GIVEN TASK. Format the lines below as a JSON list of strings, one string per line, leaving out blank lines and the pictures.

─── EXCERPTED DATA

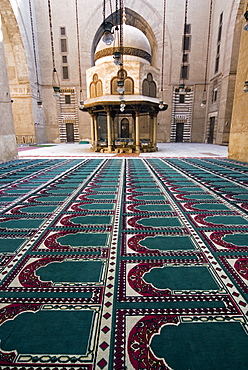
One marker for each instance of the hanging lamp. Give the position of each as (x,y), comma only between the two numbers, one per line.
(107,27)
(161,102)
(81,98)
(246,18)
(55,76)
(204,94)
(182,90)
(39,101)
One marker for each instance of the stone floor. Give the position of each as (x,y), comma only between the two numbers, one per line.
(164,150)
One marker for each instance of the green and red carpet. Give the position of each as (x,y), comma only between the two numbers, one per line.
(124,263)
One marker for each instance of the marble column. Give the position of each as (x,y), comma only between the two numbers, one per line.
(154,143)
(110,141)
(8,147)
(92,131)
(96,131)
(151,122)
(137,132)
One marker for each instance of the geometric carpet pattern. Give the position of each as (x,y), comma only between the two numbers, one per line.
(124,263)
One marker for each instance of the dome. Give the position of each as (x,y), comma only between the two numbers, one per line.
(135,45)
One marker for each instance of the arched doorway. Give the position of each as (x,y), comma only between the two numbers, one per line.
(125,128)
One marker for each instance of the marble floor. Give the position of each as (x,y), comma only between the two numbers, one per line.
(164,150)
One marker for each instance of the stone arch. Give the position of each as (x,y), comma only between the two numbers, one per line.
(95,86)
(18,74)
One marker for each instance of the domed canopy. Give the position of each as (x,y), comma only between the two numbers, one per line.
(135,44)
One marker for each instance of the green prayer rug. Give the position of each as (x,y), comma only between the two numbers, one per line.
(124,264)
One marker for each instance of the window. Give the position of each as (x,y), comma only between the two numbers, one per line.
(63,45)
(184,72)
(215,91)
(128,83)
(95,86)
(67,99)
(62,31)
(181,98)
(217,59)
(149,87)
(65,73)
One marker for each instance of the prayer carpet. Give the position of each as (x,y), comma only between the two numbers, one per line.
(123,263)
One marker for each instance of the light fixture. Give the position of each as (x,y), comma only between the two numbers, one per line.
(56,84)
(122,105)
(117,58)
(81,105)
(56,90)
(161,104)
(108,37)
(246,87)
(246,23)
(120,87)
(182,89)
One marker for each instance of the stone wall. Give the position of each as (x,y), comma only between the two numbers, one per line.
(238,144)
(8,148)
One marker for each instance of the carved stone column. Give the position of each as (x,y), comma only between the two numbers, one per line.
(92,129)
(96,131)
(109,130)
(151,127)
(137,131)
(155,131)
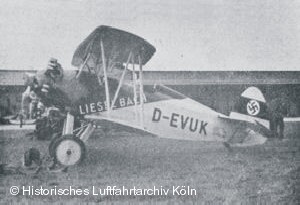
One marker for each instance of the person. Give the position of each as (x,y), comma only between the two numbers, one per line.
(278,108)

──────

OUTPUT OF THE TASK.
[
  "One marker for each instance of the hanging lamp. Give the position of each as (x,y), comma only between the two numbers, one per line.",
  "(107,27)",
  "(161,102)",
  "(81,98)",
  "(246,18)",
  "(55,76)",
  "(204,94)",
  "(182,90)",
  "(39,101)",
  "One marker for each instance of the stone floor. Give the position of each as (x,y), comma only between the two numbers, one per line.",
  "(164,150)",
  "One marker for each instance of the green and red carpet. Give the position of each as (x,y), comma only between the two numbers, one per line.",
  "(124,263)",
  "One marker for each instance of the marble column. Give the position of each as (x,y), comma only between the two numbers, one per line.",
  "(154,143)",
  "(110,141)",
  "(8,147)",
  "(92,131)",
  "(96,131)",
  "(151,122)",
  "(137,132)",
  "One marker for each instance of the geometric carpet pattern. Give the position of each as (x,y), comma only between the two numbers, one per line.",
  "(124,263)",
  "One marker for each instance of the dome. Give the position of each as (x,y), comma only between the two numbers, one per line.",
  "(135,45)",
  "One marker for each instance of the arched doorway. Give the position of each as (x,y), comma only between the two numbers, one per line.",
  "(125,128)",
  "One marker for each instance of the marble floor. Give the position of each as (x,y), comma only between the two numbers, one per line.",
  "(164,150)",
  "One marker for each instance of the stone arch. Give the position of each as (x,y), comma only between the two numbers, one per line.",
  "(95,86)",
  "(18,74)",
  "One marker for each instance of the domed canopy. Give the position of each as (x,y), comma only between the two numbers, one per line.",
  "(135,44)",
  "One marker for each instance of the green prayer rug. Give the position of each as (x,y), comma only between the two numbers, one per line.",
  "(124,264)",
  "One marker for each instance of the window. Give the position of each as (x,y), comma only between the two numbers, one per line.",
  "(63,45)",
  "(184,72)",
  "(215,91)",
  "(128,83)",
  "(95,86)",
  "(67,99)",
  "(62,31)",
  "(181,98)",
  "(217,59)",
  "(149,87)",
  "(65,73)",
  "One marker for each instance of the prayer carpet. Give the position of each as (x,y), comma only between the two numbers, one per line.",
  "(123,263)",
  "One marker for each instance of the light fixture. Give the position of each as (x,y), comma only between the two numbers, one per line.",
  "(56,84)",
  "(122,105)",
  "(117,58)",
  "(81,105)",
  "(56,90)",
  "(161,104)",
  "(108,37)",
  "(246,87)",
  "(246,23)",
  "(120,87)",
  "(182,89)",
  "One marker for each instance of the stone wall. Give the position of each as (x,y), comma only between the two numbers, one per line.",
  "(238,144)",
  "(8,148)",
  "One marker for each instance of the carved stone column. Give the position of each as (x,y), comma only between the two numbers, one per line.",
  "(92,129)",
  "(96,131)",
  "(109,130)",
  "(151,127)",
  "(137,131)",
  "(155,131)",
  "One marker for each instance of the person. Give the position of each as (x,y), comma only between the two numbers, one per line.",
  "(278,108)"
]